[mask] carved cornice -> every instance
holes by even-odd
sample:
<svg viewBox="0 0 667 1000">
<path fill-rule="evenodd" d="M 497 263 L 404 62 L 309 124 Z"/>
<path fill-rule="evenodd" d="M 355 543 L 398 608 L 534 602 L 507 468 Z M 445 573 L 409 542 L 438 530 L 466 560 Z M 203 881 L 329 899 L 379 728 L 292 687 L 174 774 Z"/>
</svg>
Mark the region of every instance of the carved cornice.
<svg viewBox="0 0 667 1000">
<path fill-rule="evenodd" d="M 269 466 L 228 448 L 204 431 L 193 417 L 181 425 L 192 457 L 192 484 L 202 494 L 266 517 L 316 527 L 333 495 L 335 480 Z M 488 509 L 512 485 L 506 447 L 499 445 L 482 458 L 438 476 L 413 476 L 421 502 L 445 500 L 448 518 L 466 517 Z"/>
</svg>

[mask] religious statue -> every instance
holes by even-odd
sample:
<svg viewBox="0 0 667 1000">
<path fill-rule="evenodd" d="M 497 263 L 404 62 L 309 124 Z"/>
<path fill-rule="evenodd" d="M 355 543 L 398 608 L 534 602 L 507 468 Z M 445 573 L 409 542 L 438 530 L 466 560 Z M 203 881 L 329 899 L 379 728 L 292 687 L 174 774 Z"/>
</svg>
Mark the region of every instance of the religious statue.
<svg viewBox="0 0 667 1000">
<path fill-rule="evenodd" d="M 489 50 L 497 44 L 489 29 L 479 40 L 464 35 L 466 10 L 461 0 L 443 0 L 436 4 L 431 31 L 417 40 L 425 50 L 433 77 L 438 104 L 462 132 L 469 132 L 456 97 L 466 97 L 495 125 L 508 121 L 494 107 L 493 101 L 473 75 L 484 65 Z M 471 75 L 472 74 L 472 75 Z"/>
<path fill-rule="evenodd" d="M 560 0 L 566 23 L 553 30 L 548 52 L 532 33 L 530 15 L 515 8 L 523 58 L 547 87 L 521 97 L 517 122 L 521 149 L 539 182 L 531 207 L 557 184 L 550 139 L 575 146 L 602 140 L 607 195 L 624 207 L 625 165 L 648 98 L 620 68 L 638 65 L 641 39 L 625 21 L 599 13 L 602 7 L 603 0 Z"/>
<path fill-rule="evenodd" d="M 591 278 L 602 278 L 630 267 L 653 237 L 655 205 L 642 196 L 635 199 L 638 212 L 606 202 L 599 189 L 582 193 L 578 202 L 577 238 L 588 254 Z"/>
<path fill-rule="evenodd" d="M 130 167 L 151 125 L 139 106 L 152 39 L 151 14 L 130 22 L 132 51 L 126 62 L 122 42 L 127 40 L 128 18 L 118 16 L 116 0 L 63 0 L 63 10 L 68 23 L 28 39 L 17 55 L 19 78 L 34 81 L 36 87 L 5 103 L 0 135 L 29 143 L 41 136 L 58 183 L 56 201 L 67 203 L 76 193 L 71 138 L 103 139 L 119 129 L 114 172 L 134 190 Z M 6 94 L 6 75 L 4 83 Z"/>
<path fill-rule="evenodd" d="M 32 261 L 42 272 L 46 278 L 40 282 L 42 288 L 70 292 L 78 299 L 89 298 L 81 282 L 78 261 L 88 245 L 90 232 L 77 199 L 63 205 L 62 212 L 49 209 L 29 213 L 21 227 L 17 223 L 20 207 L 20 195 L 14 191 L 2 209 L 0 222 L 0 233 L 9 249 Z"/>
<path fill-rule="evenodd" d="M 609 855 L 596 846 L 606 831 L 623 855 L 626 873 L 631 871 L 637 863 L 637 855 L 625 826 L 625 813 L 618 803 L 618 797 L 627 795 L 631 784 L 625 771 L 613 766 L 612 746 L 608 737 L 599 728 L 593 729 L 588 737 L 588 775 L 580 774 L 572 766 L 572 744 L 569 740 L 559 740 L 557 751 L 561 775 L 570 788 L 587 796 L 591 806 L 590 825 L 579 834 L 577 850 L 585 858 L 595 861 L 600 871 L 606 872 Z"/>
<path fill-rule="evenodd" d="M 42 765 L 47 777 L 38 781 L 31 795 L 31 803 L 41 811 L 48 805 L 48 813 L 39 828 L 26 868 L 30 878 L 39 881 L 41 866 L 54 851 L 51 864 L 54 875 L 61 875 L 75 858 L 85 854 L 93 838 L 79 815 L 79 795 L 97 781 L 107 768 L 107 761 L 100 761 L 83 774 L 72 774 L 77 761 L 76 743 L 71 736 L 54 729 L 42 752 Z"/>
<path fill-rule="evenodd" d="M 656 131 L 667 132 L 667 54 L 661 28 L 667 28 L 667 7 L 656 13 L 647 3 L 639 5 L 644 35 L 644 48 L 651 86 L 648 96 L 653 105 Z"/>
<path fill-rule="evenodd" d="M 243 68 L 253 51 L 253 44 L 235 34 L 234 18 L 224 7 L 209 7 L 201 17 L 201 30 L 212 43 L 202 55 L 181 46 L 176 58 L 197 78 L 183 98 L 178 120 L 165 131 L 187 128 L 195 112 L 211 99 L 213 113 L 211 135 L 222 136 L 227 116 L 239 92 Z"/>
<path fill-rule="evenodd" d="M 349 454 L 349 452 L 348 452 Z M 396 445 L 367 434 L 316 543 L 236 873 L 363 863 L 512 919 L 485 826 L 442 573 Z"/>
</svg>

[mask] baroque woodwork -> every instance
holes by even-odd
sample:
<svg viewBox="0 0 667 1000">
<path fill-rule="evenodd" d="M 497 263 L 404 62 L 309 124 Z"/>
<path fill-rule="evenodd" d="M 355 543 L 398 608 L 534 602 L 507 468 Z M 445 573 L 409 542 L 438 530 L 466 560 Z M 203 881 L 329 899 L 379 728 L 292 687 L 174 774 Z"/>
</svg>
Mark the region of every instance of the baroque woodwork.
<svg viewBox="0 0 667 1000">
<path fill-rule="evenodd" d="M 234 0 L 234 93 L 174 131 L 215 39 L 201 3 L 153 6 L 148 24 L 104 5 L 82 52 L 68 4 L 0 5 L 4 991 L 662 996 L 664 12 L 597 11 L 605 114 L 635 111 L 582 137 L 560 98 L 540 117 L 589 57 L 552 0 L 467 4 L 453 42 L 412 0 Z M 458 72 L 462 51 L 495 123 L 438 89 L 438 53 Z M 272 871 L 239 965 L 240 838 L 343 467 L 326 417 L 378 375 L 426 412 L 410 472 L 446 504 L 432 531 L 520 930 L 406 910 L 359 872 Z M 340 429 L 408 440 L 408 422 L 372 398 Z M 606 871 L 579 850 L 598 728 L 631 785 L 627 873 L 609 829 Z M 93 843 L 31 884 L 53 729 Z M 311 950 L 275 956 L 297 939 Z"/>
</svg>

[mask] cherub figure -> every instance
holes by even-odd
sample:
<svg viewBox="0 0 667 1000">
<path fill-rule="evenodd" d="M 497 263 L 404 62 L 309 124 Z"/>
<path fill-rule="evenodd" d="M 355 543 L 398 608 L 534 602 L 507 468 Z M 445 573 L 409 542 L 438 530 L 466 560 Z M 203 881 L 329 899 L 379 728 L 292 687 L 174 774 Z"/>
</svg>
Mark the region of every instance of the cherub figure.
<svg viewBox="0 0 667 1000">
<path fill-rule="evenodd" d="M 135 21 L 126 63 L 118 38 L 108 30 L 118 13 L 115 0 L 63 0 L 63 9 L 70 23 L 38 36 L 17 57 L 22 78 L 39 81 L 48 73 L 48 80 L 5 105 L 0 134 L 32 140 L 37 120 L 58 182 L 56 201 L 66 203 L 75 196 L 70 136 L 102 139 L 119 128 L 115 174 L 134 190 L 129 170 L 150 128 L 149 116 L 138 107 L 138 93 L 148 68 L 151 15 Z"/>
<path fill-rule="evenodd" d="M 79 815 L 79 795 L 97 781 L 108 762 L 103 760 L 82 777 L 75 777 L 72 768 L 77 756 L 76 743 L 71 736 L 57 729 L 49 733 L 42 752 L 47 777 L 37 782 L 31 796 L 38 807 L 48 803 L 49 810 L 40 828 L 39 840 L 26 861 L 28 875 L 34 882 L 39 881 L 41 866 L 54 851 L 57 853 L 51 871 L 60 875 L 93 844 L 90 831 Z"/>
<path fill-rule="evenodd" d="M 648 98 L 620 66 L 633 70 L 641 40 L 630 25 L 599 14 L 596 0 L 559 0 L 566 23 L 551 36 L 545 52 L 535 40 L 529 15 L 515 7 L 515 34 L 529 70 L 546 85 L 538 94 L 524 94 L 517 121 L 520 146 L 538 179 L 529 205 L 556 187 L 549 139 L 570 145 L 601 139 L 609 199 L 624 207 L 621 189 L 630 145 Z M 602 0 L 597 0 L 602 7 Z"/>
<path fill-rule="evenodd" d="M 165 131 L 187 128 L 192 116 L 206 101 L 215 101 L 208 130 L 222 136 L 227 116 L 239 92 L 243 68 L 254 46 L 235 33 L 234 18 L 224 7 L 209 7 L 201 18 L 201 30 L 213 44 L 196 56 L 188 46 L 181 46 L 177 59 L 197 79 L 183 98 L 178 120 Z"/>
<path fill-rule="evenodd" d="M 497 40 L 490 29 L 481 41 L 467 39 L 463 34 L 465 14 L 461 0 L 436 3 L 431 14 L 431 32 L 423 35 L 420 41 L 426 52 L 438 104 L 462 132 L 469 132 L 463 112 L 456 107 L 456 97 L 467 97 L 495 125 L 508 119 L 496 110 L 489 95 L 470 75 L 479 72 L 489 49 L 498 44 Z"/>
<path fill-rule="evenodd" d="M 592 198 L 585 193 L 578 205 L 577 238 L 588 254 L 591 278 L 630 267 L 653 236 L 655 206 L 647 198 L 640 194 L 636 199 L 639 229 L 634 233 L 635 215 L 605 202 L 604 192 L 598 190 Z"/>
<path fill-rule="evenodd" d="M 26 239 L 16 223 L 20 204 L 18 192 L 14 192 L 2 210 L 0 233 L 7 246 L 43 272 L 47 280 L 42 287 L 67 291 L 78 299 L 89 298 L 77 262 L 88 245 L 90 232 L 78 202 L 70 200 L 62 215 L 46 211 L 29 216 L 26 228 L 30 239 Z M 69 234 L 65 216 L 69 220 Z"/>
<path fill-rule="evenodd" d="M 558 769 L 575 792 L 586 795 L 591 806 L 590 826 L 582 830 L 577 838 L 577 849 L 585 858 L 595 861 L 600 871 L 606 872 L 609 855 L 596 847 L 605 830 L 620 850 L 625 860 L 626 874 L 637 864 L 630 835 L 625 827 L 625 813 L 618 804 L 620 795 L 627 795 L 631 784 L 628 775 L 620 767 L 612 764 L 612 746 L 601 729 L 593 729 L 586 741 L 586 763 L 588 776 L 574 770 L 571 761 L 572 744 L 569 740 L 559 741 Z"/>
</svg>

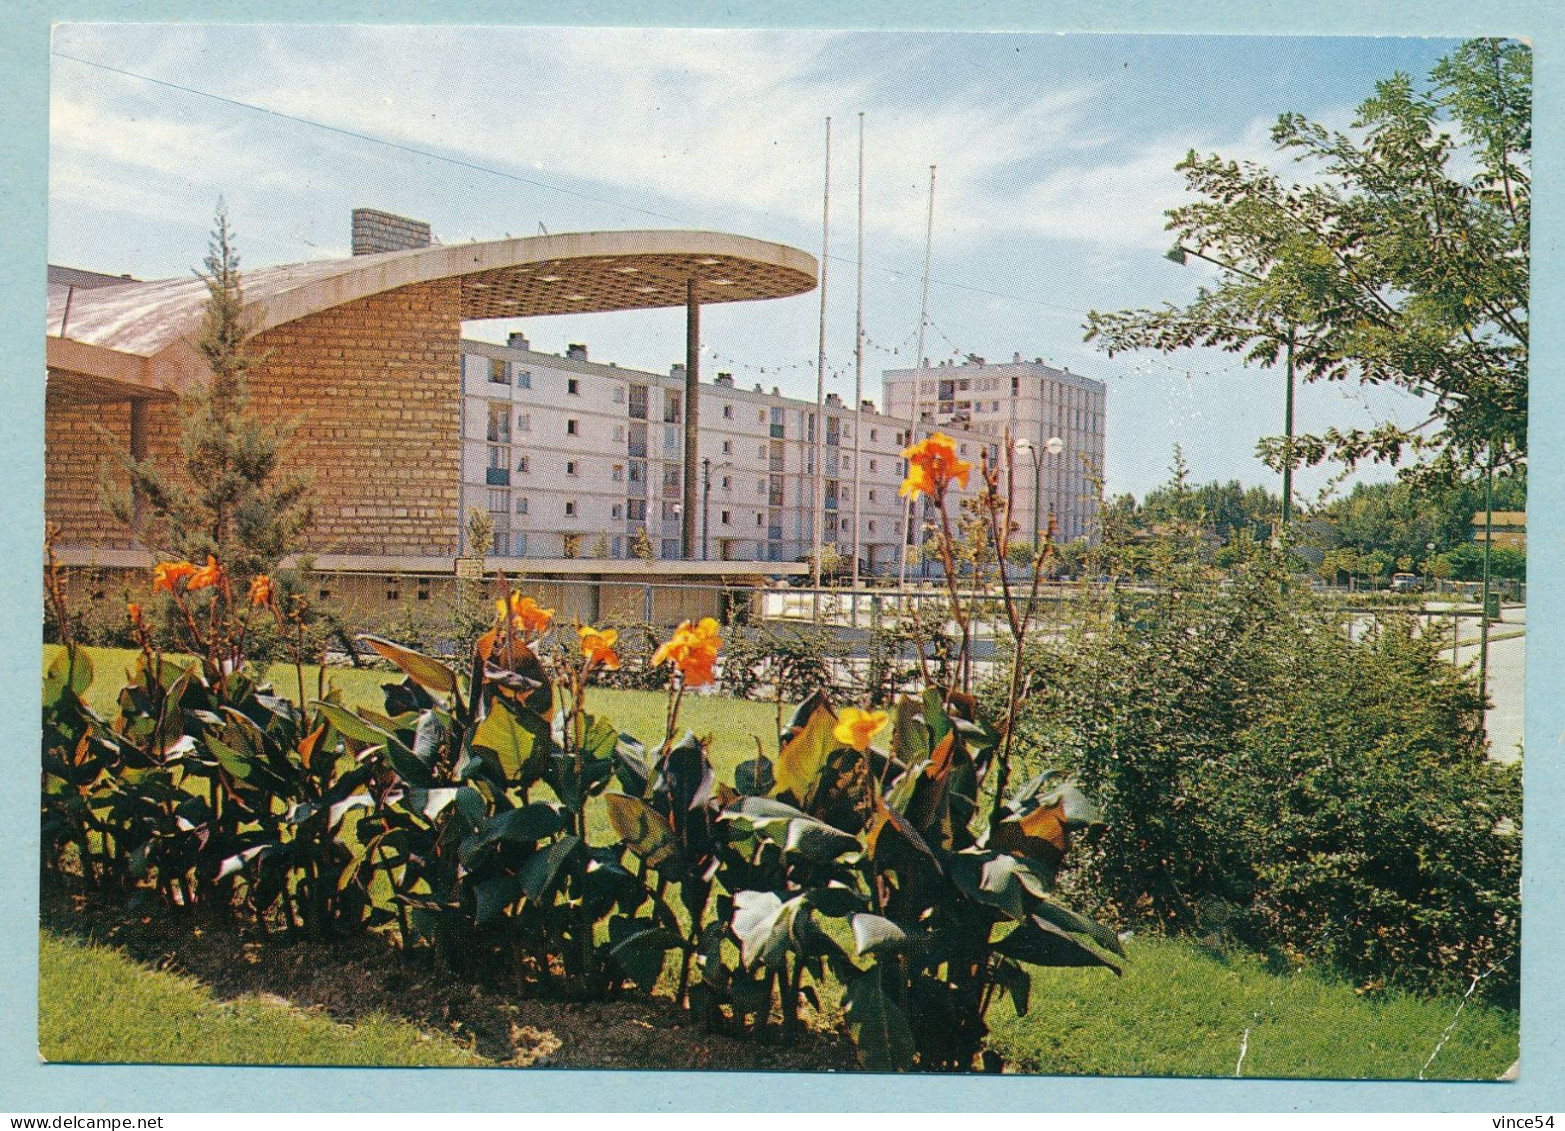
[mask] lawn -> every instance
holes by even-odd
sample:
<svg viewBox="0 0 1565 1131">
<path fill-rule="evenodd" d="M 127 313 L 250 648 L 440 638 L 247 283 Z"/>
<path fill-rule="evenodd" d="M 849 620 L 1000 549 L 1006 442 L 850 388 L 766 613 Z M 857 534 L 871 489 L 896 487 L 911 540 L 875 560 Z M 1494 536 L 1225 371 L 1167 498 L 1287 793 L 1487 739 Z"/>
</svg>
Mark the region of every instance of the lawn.
<svg viewBox="0 0 1565 1131">
<path fill-rule="evenodd" d="M 38 949 L 38 1051 L 46 1061 L 68 1063 L 490 1063 L 391 1017 L 343 1025 L 276 998 L 222 1001 L 194 978 L 47 931 Z"/>
</svg>

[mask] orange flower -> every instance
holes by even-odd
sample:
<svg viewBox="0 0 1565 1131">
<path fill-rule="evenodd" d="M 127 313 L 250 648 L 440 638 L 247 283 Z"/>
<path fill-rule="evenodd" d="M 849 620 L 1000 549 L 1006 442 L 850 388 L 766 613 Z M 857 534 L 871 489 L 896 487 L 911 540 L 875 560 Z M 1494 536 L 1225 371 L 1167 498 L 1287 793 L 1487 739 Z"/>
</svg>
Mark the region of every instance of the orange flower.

YOUR OBJECTIVE – Copy every line from the material in which the word "mask" can be found.

COMPLETED TASK –
[mask] carved cornice -> every instance
[mask] religious statue -> every instance
[mask] baroque woodwork -> every instance
[mask] cherub figure -> every instance
[mask] lawn -> every instance
[mask] orange flower -> every instance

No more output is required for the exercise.